- Source document -
-- -- --
We introduce the efficiency EL as a product of the speedup SL and the scaling factor of the load N. The following example explains some details about the efficiency EL. Assume that a web server hosted in a cloud instance with one CPU core (R=1) can handle 50 client requests (L=50) with a response time of 0.5 s. The traditional approach for the efficiency E(p) yields to a wrong conclusion about the efficiency of the scaled systems L in the following cases: (i) doubled load N=2 (L=100) that provides response time of 1.5 s and (ii) tripled load N=3 (L=150) that provides response time of 2 s. One can calculate that (Equation7) results in an efficiency of 0.33 (E=0.5s/(1·1.5s)) for the doubled load, while the latter will have a smaller efficiency of 0.25 (E=0.5s/(1·2s)). Our approach results with efficiencies of EL=0.5s/1.5s·2=0.66 and EL=0.5s/2s·3=0.75 correspondingly, which shows that the latter scaled system is more efficient.

In order to state the problem more clearly, we present another, even more simpler example for which the classical definition of efficiency according to Amdahl’s Law is meaningless for the system with scaled resources. Let the scaled system with a single VM is loaded once with L1=10 and the second time with L2=11 requests. Without loosing generality, since the small load, we can assume that the response time will be the same for both loads. According to the traditional definition, the efficiency will be the same for both cases, although the latter’s resources are more utilised. How a user can exploit our model? Let’s assume that a user needs to handle 110 requests. In this case, instead of using 10 requests per VM and renting 11 VMs, the user can rent only 10 VMs and load each VM with 11 requests, still achieving the same response time and speedup.
-- -- --
- Data rows -
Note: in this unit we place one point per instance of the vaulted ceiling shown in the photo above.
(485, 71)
-- -- --
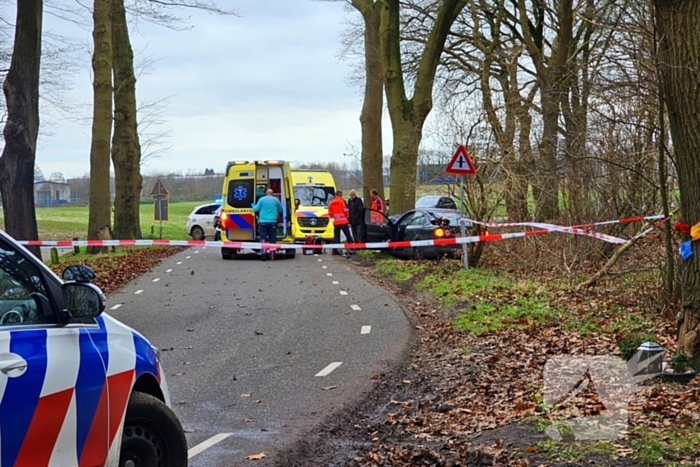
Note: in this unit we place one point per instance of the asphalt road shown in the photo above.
-- -- --
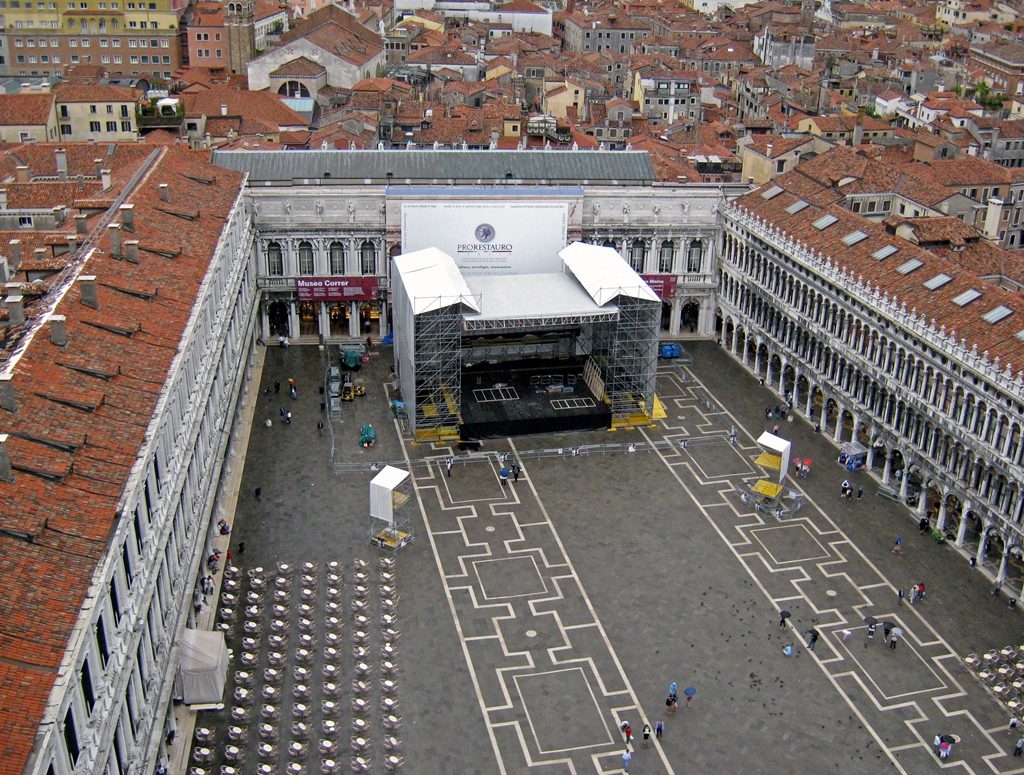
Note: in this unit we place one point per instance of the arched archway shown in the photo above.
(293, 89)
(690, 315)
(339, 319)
-- -- --
- Task list -
1. Answer these questions from the passage on efficiency of scaled cloud systems.
(a) What response time does the tripled load give?
(b) What two loads does the second example place on the single VM?
(c) How many VMs does the user rent to handle 110 requests when applying the authors' model?
2. Resume the passage on efficiency of scaled cloud systems, beginning right after its final sentence.
You can do these tasks without the lines.

- Response list -
1.
(a) 2 s
(b) L1=10 and L2=11 requests
(c) 10 VMs

2.
Similarly, in the case of scaling both resources and load, the efficiency ERL of the scaled system RL is defined as the product of speedup SRL and the load per resources scaling factor N / p. Although this scaled system is more complex than the previous two, still the conclusions are similar that both efficiencies can be expressed by EL and ERL as a real efficiency of both scaled systems.

5.4. Going beyond the speedup limits

Although Section 5.2 presents the theoretical limits of the speedup in various scaled systems, several examples are reported where the speedup went beyond the limits, that is, a superlinear speedup is achieved.

Ristov et al. [Citation13] have modeled the performance behavior of services classifying five sub-domains of speedup:

  • Drawback: 0<S(p)<1 - worse performance for the scaled system (a slowdown);

  • No Speedup: S(p)=1 - the new scaled system reports the same performance as unscaled;

  • Sublinear: 1<S(p)<p - similar to Gustafson’s scaled speedup;

  • Linear: S(p)=p - maximum limited speedup according to the Gustafson’s scaled speedup;

  • Superlinear: S(p)>p - greater performance than the limited speedup.

The expected sub-domains, along with four regions of the server load (underutilised, proportional, superior and saturated) are presented in Figure [Citation13]. The first three regions are already expressed in our theoretical analysis. In this paper the superior region is of interest, and it appears because the web server with one core will enter in its saturation mode, while the scaled system is still in its normal mode. The superior region ends when the scaled system enters the saturation mode. This means that theoretical speedups of all scaled systems do not saturate to the constant value, but they will start to falling down when the ratio L / R will increase up to some level when even the scaled resources cannot handle the load at the appropriate time.

Figure 5. Expected speedup of the R scaled system.

Figure 5. Expected speedup of the R scaled system.

However, the reported results show that this model works only for both computation-intensive and memory-demanding web services, while the computation-intensive only web services achieve a sublinear speedup, that is, those systems have four regions.

We extend this analysis for the other two scaled systems. Table models the performance of all scaled systems. We rewrite the speedup behavior for the R system as modeled by Ristov et al. [Citation13].

Table 2. Modeling the sub-domains of the speedup for the three cloud scaled systems R, L and RL.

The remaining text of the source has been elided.